Saved entries
• • • • •

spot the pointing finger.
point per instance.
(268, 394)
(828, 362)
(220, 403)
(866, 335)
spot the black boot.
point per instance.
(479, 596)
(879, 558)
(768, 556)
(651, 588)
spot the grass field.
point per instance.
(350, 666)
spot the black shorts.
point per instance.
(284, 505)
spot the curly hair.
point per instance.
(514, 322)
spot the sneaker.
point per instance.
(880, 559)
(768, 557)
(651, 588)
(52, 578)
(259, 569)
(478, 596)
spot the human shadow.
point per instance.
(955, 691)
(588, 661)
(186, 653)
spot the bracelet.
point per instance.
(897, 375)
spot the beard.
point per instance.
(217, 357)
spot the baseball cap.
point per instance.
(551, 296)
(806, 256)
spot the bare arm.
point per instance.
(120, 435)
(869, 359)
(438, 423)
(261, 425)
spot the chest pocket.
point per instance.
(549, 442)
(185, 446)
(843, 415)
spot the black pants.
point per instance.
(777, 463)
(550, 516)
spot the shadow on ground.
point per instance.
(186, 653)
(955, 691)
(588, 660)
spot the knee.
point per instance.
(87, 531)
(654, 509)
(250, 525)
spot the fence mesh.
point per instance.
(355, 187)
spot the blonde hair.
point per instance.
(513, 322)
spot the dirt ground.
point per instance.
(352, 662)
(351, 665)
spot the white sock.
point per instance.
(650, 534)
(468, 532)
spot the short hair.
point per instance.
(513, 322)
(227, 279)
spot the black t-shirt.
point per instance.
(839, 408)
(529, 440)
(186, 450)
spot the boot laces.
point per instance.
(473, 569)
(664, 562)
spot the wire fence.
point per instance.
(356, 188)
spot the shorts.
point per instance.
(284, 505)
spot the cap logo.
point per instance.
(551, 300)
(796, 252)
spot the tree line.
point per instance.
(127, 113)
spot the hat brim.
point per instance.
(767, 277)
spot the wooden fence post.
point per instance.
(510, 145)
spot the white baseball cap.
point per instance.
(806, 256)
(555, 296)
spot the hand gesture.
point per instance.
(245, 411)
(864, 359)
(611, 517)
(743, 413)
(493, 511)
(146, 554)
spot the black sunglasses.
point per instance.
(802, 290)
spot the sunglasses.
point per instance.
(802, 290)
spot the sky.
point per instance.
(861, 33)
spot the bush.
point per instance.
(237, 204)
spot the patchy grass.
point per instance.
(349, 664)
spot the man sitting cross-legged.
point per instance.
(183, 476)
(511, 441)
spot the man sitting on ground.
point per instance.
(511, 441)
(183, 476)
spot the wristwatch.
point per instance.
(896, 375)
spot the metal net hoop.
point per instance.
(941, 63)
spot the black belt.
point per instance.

• • • • •

## ABOUT THIS EXERCISE
Find the lines above that include the string "ground" and copy them.

## EXERCISE SOLUTION
spot the shadow on ground.
spot the dirt ground.
spot the man sitting on ground.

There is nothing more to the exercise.